== Given entries ==

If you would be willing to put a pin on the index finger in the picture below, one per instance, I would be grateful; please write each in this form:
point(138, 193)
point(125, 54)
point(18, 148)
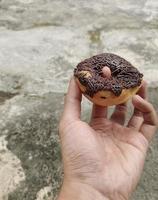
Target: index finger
point(149, 126)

== What you will do ==
Leave out the pictures and print each record exactly as it stands.

== Answer in full ==
If you would be willing to put a pin on the index finger in the picture below, one per instance, I would be grateful; please write each in this form:
point(138, 193)
point(125, 54)
point(18, 148)
Target: index finger
point(149, 126)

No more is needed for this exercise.